Give again, exactly as written, the lines of the records below from the line with "Target: reindeer hoof" to the line with "Each instance of the utility". Both end lines count; pictures do not.

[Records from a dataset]
=== Section Start ===

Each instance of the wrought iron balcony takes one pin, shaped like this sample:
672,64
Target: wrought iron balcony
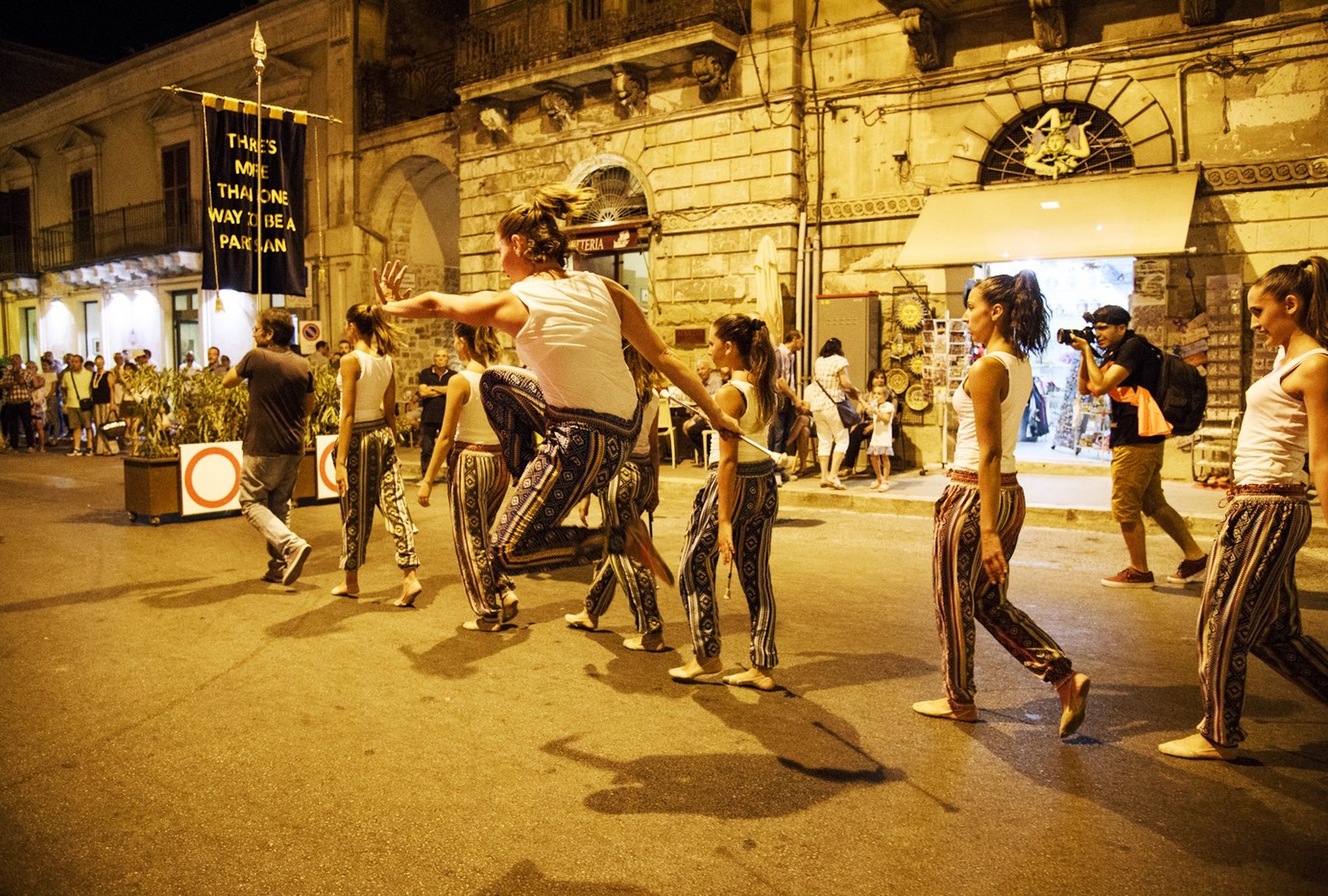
528,34
122,233
16,257
407,90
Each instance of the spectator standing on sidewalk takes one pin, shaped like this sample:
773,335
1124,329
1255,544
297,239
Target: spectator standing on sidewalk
18,384
281,391
1130,361
76,385
434,403
103,403
1250,600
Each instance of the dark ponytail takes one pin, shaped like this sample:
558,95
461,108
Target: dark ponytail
1309,282
752,339
1026,310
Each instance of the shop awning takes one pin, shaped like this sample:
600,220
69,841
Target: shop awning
1146,214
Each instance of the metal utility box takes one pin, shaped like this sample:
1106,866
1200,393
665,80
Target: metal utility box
854,319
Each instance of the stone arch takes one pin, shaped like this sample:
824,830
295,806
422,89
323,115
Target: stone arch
418,209
611,160
1133,107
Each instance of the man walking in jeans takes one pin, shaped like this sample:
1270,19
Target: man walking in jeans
281,400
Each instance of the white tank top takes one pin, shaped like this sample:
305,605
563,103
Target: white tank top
760,435
573,341
643,440
375,373
1011,415
473,425
1275,433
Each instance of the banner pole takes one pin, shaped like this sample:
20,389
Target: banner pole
259,48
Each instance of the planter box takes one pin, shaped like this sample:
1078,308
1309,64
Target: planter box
152,488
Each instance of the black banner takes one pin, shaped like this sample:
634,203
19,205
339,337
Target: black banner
231,225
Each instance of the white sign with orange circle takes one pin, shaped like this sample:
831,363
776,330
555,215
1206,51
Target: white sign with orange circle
210,477
323,447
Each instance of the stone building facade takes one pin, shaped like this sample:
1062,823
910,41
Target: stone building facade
886,150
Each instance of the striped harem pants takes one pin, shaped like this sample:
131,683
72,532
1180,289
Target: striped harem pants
1251,606
374,480
965,592
625,500
581,454
477,485
755,508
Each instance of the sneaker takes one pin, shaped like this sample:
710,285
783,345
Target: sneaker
1129,578
1190,571
295,562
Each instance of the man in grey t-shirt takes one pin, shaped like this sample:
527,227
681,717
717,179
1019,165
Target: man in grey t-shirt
281,400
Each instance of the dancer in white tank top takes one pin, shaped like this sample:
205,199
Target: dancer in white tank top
567,330
982,510
1250,602
477,481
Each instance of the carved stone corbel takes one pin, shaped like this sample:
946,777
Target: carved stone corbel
630,90
557,103
496,120
921,31
1048,24
1198,12
711,70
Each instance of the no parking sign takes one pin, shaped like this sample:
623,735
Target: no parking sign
210,477
311,334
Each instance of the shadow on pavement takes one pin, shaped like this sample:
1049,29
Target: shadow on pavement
526,878
1196,819
812,757
458,656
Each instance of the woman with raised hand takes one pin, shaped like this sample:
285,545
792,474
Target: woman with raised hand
734,513
982,510
577,392
368,473
1250,600
477,480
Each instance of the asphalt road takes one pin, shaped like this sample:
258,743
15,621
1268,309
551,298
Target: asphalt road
170,724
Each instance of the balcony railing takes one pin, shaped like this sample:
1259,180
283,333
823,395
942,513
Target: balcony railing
121,233
16,255
526,34
407,90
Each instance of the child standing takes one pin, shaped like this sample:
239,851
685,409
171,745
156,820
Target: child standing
734,513
881,404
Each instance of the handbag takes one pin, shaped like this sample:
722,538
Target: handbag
849,415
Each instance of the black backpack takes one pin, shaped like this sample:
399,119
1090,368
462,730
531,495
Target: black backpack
1182,392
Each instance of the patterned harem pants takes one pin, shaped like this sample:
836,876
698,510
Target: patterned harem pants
965,592
476,486
1251,606
755,509
626,498
374,480
581,454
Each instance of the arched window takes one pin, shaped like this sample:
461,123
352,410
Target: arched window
621,198
1058,141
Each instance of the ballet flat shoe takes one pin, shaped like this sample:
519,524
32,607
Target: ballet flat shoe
945,709
1072,716
1197,748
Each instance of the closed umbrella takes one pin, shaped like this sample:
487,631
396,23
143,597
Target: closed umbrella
770,302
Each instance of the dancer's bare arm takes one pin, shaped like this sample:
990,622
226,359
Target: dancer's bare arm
500,310
643,337
987,380
1311,381
731,400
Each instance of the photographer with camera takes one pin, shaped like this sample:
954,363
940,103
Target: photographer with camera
1132,363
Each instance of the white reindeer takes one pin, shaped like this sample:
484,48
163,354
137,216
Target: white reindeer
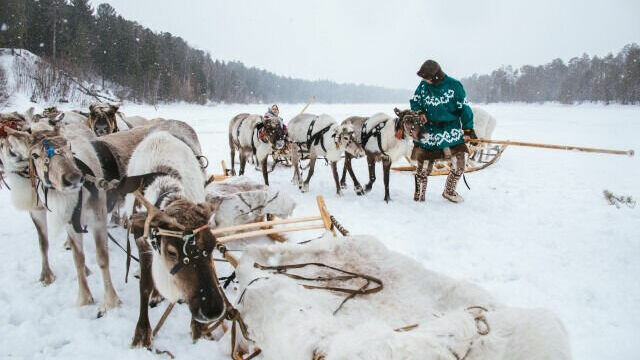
179,265
253,135
58,173
384,138
314,136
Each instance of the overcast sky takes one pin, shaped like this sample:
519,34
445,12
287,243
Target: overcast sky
383,42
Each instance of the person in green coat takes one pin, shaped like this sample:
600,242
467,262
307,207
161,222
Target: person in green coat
448,125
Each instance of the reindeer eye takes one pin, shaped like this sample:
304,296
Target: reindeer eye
172,253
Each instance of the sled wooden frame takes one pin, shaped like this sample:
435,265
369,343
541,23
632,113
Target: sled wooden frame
265,228
466,170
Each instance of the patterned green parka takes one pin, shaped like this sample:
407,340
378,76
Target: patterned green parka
447,112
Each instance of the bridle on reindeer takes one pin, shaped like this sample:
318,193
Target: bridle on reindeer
190,256
49,151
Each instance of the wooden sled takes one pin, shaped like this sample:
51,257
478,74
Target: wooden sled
480,158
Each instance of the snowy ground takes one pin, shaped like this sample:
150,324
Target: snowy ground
534,230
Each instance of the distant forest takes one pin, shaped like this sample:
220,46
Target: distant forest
613,78
154,67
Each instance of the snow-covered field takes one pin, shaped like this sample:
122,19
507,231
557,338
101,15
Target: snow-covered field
535,231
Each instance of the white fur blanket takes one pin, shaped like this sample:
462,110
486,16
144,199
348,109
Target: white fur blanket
288,321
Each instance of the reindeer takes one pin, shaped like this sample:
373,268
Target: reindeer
239,200
254,135
313,136
15,167
57,174
383,138
172,235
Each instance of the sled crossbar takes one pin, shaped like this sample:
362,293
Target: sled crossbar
266,228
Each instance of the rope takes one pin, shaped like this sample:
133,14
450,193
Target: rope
363,290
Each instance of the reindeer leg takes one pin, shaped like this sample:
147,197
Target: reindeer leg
356,184
265,172
243,162
336,178
111,299
233,158
143,334
371,164
39,218
386,167
295,160
312,164
84,294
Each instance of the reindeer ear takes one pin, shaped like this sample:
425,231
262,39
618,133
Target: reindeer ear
136,222
113,108
28,116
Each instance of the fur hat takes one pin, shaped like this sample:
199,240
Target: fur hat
431,70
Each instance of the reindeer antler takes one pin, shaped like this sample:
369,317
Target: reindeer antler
153,213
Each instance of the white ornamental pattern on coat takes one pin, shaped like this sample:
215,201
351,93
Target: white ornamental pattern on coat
437,139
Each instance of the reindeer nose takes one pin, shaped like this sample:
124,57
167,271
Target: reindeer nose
71,179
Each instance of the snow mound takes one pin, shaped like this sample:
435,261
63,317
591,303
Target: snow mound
287,320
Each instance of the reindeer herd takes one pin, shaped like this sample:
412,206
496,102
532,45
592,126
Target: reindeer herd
74,172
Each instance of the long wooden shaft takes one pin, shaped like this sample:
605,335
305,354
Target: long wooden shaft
558,147
264,223
225,239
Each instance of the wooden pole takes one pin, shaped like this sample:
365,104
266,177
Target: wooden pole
324,213
263,223
558,147
225,239
308,104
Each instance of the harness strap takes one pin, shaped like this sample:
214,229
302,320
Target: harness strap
317,138
376,131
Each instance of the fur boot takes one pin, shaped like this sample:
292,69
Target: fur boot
421,185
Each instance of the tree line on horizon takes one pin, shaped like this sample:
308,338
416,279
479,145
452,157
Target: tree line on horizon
608,79
154,67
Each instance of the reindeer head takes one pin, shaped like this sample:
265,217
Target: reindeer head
102,118
10,157
411,122
50,158
346,140
274,133
182,247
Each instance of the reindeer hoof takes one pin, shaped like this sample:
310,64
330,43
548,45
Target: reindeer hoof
142,338
84,300
47,277
155,300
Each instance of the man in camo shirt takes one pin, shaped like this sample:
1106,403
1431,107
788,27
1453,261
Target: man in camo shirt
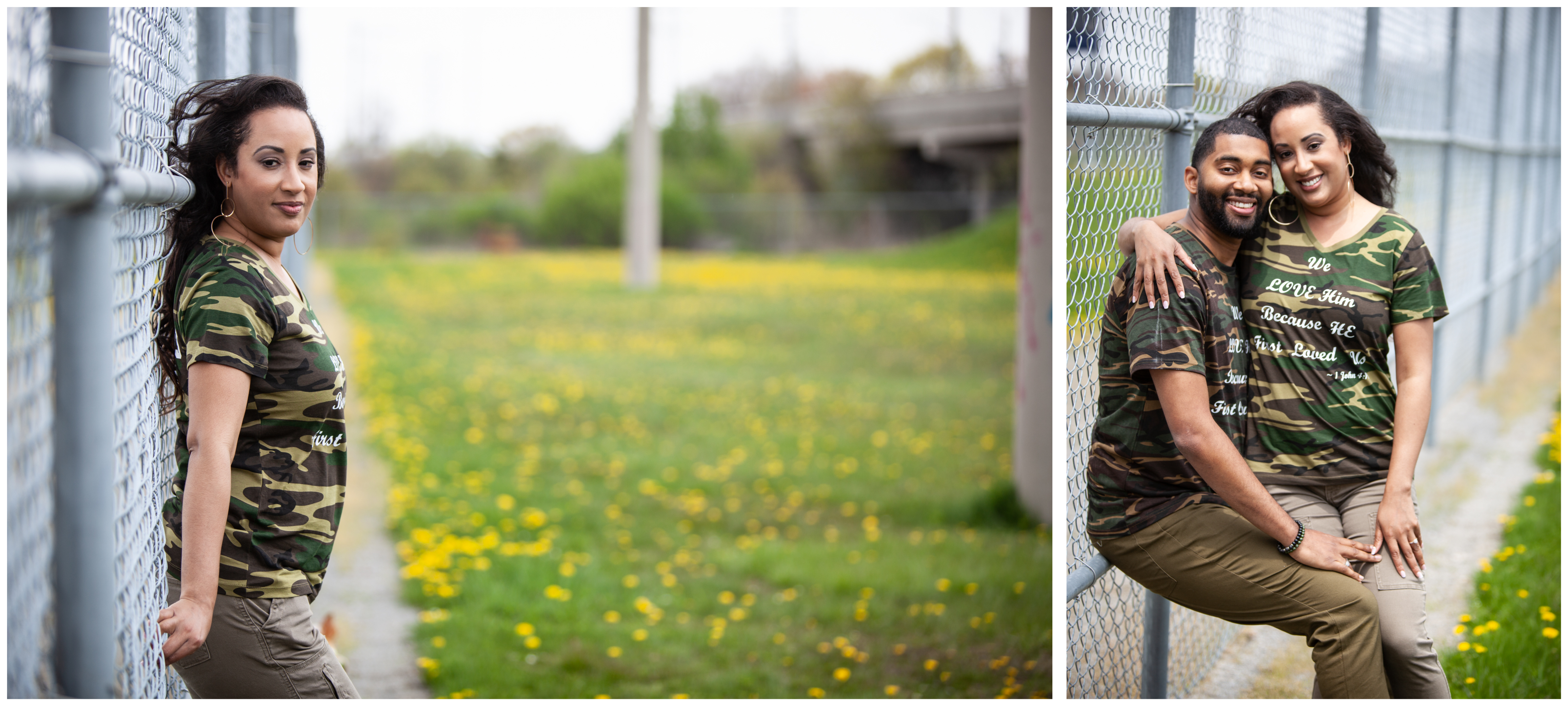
1172,503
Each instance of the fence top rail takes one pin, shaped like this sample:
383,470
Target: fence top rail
52,178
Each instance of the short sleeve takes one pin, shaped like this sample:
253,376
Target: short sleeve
1170,340
226,319
1418,289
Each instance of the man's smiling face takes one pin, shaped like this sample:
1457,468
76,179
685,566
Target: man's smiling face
1235,184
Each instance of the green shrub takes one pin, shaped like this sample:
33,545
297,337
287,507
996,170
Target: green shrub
584,208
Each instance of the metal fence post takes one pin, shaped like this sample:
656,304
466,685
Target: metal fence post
1369,69
1156,645
640,231
1442,256
1178,96
1173,195
1490,258
84,289
1034,349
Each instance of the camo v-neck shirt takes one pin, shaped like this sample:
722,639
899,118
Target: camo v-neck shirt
291,460
1319,322
1136,475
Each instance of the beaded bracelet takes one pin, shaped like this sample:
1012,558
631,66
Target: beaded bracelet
1301,534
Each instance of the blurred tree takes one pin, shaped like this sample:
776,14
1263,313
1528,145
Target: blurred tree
852,153
438,165
582,206
697,151
940,68
526,159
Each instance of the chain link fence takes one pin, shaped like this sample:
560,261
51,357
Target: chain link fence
150,60
1470,104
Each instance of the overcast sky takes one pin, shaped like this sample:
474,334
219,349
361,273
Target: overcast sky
479,73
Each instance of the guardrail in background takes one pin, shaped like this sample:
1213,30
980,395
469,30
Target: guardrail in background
1111,60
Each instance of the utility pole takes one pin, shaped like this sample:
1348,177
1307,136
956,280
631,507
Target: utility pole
640,231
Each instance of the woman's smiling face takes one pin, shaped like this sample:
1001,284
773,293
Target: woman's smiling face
1313,162
274,181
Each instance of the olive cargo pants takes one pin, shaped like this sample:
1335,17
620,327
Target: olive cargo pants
1213,561
1351,512
262,649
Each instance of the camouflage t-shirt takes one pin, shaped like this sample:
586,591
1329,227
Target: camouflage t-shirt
1136,475
289,465
1319,322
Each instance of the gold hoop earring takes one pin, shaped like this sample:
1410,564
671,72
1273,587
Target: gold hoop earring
1275,219
313,238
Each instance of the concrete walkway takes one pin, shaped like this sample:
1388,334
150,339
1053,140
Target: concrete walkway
1486,448
372,627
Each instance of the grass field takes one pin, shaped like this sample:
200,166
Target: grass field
771,478
1512,644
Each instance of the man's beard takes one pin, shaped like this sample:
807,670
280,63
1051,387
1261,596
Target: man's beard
1222,220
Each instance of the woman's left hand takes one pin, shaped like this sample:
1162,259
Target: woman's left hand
1399,526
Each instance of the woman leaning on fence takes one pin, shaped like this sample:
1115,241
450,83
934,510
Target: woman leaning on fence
258,399
1329,283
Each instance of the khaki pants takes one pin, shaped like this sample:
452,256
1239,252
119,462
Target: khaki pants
1351,512
262,649
1213,561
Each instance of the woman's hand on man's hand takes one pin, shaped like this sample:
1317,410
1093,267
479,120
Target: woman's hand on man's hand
187,625
1401,529
1332,553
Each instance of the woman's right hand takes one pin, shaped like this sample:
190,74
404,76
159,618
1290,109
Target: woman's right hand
1333,553
1156,255
187,625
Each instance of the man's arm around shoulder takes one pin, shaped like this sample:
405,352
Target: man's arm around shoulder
1185,398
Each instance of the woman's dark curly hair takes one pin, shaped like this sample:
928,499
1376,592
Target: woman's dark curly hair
215,120
1374,175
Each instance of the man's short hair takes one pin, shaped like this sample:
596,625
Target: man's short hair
1227,126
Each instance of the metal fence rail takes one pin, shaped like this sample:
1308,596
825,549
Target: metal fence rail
90,457
1468,101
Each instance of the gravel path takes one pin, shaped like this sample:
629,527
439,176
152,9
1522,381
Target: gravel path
1487,440
360,594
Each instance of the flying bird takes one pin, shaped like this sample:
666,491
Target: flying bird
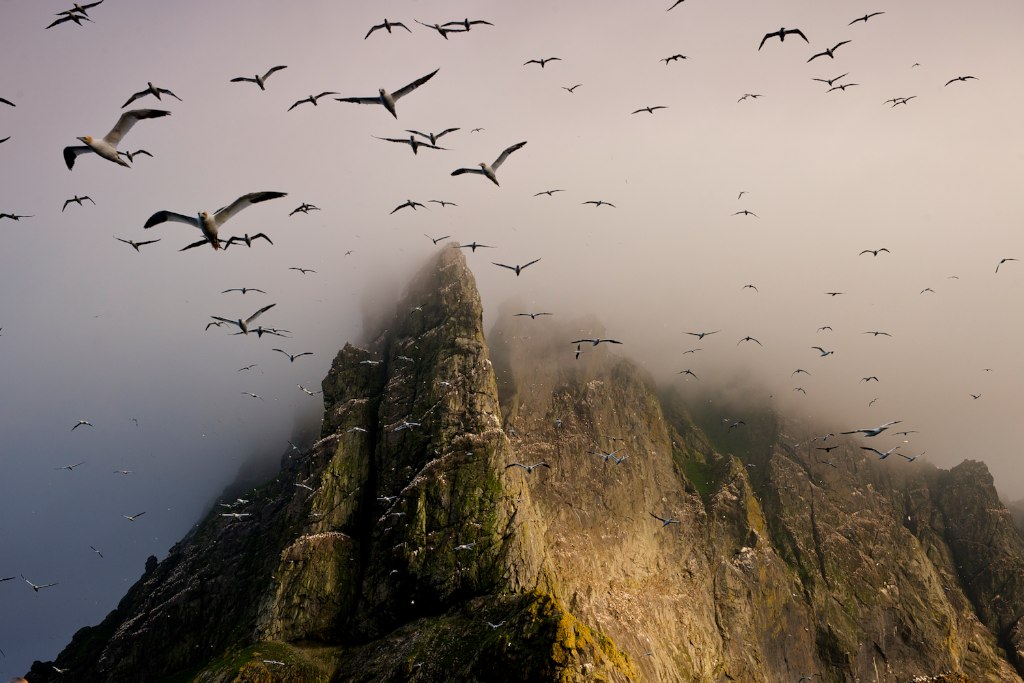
130,156
828,51
439,29
208,224
961,78
257,79
107,146
37,587
873,431
472,246
77,200
246,239
77,18
542,61
489,171
433,137
881,455
517,268
864,17
781,34
151,89
829,81
293,357
135,245
311,99
595,342
243,290
387,26
466,24
411,141
388,99
996,265
243,325
410,204
650,110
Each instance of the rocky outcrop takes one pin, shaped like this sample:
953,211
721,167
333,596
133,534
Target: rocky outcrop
482,513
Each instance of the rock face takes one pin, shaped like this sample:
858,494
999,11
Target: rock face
404,544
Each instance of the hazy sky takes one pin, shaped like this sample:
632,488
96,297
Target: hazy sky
91,330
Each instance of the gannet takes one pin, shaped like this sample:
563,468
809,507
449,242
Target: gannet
130,156
257,79
864,17
873,431
135,245
828,51
517,268
781,34
107,146
388,99
311,99
433,137
77,200
293,357
411,141
491,170
243,325
210,224
387,26
151,89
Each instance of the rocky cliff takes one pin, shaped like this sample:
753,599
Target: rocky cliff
406,544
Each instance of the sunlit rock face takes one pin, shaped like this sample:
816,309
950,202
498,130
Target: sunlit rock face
485,510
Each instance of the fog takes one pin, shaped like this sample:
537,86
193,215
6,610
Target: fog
91,330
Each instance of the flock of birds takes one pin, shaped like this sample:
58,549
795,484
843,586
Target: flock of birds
211,225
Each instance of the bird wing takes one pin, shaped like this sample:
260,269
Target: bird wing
404,90
458,171
360,100
73,152
128,120
259,312
164,216
503,156
238,205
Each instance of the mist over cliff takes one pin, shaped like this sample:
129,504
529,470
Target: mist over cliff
492,508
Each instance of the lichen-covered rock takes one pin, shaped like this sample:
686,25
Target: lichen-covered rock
480,512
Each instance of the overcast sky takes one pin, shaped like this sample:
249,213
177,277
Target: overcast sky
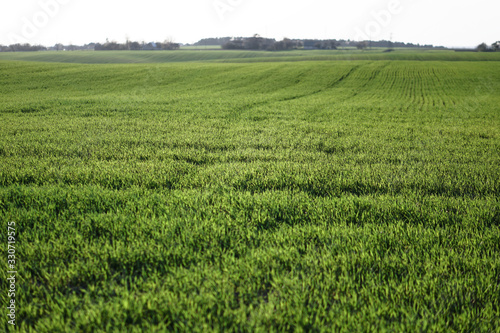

=== Section End ===

◆ Reply to the task:
Target: reindeer hoof
142,338
84,300
47,277
155,300
Each instance of the man in camo shirt takes one pin, shaped like this sample:
1106,403
1431,107
788,27
1453,261
Target: man in camo shirt
1172,503
Each instance of the fence top rail takes one pin, shaped like this sample:
383,470
Target: fence top rail
52,178
Each instance of the short sleeve takes one pin, shaped like this sample:
253,376
Target: short sleeve
1170,340
226,319
1418,289
Each instance of the man's smiling face takes one pin, shaped like this sample:
1457,468
76,179
685,566
Target: man's smiling face
1235,184
Each instance of the green shrub takes one pin, shaped like this sample:
33,545
297,337
287,507
996,170
Target: green shrub
584,208
Each instance of the metal fence post takes one pin, shaped like this sample:
656,304
466,685
Target: metal fence post
1369,69
1156,645
640,231
1442,256
1178,96
1173,195
1490,258
84,289
1034,349
Each instance of the camo v-neck shirt takes one pin, shaped like this sample:
722,639
899,118
Target: camo v-neck shirt
291,460
1319,322
1136,475
Each instance of the beaded bracelet takes one pin, shaped like this sample:
1012,558
631,66
Target: beaded bracelet
1301,534
Each instance of the blurred tree takes one pin, shaped like this sample:
776,14
1263,313
1528,145
Target: blurred tree
852,153
438,165
582,206
697,151
940,68
526,159
Each instance of the chain link fence takes one pin, shaped like this sample:
560,261
51,357
Target: chain link fence
150,60
1470,104
Each instance of the overcast sky takes one pin, shaped like this sample:
474,334
219,349
361,273
Target: overcast sky
479,73
Each instance of the guardrail in background takes one pin, shaped like this sample:
1213,30
980,395
469,30
Target: guardrail in background
1111,60
Each instance of the utility pole takes one pin, shaped like this sample:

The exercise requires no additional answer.